- **Input data**
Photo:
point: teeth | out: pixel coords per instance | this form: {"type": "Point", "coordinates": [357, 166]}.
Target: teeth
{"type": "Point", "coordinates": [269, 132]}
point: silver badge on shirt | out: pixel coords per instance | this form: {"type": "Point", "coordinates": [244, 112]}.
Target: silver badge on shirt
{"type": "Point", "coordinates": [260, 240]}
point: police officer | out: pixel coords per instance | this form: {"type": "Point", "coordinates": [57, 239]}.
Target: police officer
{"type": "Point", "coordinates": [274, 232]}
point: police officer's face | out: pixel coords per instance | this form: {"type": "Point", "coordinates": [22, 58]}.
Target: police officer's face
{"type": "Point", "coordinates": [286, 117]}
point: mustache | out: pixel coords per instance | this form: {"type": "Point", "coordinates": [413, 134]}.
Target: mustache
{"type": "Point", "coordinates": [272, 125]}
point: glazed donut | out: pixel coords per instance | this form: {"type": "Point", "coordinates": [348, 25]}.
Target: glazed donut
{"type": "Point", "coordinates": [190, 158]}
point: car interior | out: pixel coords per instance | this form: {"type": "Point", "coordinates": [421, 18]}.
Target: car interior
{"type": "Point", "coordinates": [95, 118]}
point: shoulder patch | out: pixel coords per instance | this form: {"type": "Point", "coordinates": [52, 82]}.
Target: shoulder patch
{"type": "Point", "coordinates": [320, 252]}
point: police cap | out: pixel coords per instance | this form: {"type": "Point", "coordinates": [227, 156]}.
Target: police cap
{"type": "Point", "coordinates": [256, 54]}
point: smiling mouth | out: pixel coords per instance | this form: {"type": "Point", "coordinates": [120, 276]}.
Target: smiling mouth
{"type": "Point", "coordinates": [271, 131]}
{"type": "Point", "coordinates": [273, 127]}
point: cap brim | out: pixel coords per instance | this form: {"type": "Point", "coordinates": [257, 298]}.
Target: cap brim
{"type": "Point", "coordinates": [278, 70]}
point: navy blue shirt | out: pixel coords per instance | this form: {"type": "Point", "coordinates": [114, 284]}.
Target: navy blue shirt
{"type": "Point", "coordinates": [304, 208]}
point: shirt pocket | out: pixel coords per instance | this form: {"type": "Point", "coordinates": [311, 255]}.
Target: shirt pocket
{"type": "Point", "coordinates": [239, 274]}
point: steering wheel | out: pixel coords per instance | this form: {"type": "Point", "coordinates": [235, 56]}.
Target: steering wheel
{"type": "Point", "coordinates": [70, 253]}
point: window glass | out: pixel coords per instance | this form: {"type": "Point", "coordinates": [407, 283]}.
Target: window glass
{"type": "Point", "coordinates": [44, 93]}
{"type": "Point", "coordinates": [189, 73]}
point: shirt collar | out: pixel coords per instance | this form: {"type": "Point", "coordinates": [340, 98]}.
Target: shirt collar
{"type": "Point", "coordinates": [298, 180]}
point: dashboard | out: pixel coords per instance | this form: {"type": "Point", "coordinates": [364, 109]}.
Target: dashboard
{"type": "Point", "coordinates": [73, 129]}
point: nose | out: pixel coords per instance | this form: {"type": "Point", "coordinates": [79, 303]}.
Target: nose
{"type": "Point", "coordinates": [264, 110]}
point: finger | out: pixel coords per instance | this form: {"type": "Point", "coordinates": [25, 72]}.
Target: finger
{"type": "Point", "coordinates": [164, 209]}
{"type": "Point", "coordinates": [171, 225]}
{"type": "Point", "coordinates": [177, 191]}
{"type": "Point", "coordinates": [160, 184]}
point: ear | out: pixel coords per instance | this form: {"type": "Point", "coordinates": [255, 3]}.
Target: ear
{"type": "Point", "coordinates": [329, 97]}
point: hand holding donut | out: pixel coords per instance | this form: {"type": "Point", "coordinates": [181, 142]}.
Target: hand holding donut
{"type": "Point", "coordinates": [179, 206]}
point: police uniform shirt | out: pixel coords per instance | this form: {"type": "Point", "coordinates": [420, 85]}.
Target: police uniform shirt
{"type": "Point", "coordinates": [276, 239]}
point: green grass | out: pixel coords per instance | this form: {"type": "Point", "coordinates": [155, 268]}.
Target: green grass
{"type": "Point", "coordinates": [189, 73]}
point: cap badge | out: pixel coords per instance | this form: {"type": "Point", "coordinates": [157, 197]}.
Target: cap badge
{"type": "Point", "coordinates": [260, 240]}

- **Problem statement**
Return only the stretch of the material above from the line holding "Target: smiling mouth" through the line holding "point: steering wheel", copied exactly.

- **Completed task**
Target: smiling mouth
{"type": "Point", "coordinates": [271, 131]}
{"type": "Point", "coordinates": [273, 127]}
point: cap brim | out: pixel coords per instance | this form: {"type": "Point", "coordinates": [257, 298]}.
Target: cap brim
{"type": "Point", "coordinates": [278, 70]}
point: navy blue shirt | out: pixel coords per instance | this form: {"type": "Point", "coordinates": [114, 284]}.
Target: navy blue shirt
{"type": "Point", "coordinates": [304, 208]}
point: shirt pocket | out: pixel coords per instance | this form: {"type": "Point", "coordinates": [311, 255]}.
Target: shirt pocket
{"type": "Point", "coordinates": [239, 274]}
point: steering wheel | out: pixel coords per instance | this form: {"type": "Point", "coordinates": [235, 56]}.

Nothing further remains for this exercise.